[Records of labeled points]
********

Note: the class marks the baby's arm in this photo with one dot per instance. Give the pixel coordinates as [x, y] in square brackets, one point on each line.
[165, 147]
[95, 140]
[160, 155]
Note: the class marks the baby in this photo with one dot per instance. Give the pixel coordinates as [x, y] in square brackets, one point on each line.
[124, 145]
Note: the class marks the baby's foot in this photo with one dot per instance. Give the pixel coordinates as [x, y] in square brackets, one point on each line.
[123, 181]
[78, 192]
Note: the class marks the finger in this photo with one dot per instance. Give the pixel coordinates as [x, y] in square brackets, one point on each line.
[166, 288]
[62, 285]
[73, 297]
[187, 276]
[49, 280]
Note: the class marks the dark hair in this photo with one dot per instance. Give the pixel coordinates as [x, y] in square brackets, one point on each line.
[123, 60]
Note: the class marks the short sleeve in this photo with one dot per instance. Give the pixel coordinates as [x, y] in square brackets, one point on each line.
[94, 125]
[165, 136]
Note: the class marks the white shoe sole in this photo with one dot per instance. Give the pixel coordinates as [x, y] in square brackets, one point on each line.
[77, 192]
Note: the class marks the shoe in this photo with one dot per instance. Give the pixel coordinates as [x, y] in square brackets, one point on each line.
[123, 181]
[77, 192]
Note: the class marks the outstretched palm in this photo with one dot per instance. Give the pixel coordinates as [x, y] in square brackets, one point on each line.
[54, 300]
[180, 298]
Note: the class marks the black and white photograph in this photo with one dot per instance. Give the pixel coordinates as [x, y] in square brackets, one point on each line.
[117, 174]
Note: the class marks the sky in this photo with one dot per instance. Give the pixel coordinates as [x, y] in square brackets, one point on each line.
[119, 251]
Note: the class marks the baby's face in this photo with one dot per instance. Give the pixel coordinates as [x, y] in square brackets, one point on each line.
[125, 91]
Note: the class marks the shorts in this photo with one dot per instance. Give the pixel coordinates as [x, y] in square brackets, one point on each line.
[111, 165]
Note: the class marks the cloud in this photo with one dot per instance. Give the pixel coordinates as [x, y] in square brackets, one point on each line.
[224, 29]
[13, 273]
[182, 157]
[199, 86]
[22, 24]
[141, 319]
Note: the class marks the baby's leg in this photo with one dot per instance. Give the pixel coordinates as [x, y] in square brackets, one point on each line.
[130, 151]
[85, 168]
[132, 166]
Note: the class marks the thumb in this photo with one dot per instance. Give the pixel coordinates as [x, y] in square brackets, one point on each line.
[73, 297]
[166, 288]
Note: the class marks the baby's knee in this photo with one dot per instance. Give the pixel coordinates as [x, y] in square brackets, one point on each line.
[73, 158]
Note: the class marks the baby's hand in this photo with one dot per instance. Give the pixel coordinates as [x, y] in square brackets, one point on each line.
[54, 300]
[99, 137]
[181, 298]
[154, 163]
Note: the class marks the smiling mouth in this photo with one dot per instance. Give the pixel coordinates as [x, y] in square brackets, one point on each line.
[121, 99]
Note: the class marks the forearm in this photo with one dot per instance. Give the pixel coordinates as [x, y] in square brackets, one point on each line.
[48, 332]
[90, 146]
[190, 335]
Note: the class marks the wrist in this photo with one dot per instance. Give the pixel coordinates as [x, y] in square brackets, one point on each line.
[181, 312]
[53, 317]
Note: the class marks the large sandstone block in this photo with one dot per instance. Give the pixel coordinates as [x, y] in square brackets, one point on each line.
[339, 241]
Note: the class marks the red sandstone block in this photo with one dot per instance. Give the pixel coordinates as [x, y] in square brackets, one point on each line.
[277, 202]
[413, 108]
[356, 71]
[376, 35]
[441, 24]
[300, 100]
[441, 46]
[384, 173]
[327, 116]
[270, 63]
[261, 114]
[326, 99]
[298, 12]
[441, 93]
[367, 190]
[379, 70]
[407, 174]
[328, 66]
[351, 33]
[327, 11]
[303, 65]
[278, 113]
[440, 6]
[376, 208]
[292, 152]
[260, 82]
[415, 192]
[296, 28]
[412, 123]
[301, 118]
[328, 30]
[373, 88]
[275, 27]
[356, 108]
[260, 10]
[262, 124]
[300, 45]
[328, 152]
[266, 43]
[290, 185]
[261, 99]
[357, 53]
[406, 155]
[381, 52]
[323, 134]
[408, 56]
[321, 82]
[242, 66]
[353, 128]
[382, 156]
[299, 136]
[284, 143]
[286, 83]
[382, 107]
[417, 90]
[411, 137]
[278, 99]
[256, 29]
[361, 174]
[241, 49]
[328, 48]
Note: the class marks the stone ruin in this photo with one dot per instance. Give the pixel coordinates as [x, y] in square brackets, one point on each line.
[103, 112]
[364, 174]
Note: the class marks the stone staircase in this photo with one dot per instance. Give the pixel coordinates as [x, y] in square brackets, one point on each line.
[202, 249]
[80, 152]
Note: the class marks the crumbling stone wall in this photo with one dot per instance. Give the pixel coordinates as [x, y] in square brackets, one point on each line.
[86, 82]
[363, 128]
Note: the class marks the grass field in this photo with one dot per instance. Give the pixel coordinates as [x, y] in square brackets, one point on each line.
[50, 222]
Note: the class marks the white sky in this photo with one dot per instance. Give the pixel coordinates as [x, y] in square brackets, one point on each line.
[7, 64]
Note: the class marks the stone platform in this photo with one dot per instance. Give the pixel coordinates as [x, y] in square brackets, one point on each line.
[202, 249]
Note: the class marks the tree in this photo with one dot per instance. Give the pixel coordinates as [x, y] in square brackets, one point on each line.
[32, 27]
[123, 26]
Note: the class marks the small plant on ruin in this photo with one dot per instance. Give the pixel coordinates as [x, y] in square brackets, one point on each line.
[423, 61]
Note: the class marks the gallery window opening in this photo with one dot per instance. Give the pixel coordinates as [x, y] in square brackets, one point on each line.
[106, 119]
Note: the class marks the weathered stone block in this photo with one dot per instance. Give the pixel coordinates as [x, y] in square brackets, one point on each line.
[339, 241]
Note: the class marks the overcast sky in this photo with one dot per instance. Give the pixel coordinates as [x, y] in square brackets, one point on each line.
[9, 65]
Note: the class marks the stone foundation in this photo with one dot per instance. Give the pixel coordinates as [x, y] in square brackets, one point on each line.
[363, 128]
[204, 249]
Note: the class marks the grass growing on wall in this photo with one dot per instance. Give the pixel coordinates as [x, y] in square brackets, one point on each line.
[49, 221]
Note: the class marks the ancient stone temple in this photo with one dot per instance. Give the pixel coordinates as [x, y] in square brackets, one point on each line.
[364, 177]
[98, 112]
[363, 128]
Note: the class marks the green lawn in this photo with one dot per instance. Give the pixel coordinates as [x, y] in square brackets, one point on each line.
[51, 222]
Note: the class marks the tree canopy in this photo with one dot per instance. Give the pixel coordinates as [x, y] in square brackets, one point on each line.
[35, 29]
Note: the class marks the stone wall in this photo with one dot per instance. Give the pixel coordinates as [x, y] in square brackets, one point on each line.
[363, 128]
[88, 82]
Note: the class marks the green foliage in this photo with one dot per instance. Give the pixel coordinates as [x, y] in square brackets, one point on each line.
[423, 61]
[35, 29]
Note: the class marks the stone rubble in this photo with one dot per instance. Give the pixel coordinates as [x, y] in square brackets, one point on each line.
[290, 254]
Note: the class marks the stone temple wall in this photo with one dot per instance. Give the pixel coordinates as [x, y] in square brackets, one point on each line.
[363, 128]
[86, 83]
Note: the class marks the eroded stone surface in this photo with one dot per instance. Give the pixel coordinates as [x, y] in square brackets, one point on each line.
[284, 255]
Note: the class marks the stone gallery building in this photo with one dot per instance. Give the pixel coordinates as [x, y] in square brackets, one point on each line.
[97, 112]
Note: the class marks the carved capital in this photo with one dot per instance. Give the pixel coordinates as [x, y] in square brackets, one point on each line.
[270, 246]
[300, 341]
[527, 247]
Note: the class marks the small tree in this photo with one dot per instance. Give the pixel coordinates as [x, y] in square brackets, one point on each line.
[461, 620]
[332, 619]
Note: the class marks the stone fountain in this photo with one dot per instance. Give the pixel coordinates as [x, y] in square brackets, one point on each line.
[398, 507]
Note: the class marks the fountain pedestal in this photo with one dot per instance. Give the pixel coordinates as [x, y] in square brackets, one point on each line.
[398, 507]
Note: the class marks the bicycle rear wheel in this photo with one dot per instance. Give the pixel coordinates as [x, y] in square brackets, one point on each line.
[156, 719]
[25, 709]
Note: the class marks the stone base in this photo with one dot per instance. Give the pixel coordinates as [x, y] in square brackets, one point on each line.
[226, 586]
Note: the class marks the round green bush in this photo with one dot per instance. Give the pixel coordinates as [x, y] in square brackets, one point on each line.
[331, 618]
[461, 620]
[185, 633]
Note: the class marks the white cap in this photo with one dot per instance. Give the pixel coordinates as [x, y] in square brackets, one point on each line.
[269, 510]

********

(What you need to do) Copy out word for word everything from the line containing "Note: the class marks the stone gallery" down to the last line of the items, including both the starting line and the final line.

(The reply)
Note: the class marks the stone gallery building in this photo with one dot per instance. Give the pixel coordinates as [x, y] in square brackets, one point on each line.
[97, 112]
Note: the class marks the carved capital in this photo with one dot per instance. Give the pixel coordinates as [x, y] in square brackets, one point on each line.
[270, 246]
[300, 341]
[527, 247]
Note: the class marks the small tree in this photo with one dot per instance. Give the pixel coordinates as [x, y] in square brackets, one point on each line.
[461, 620]
[332, 619]
Note: the class marks the stone fountain in this photo with one dot per instance. Give the pixel coordinates as [x, y] in square brackets, one point on each line.
[398, 507]
Note: the class marks the fountain pedestal in this photo with one dot per instance. Give the pixel coordinates as [x, y] in square brackets, one point on each line.
[398, 507]
Note: the class marks the bicycle rear wheel in this photo with one dot per instance. Give the pixel coordinates as [x, y] in square brackets, one point on each line.
[156, 719]
[25, 709]
Note: the class marks the stone base in this photo with one dot per instance. Give the pixel coordinates as [x, y] in square brackets, one point on each line.
[226, 586]
Note: the class marks the round green bush in this photo with one dot per instance. Give the pixel coordinates as [x, y] in square brackets, one point on each line.
[331, 618]
[461, 620]
[185, 633]
Note: the class marks the white cap in this photo with one dot per instance. Give the pixel coordinates as [x, y] in square brackets, one point on each line.
[269, 510]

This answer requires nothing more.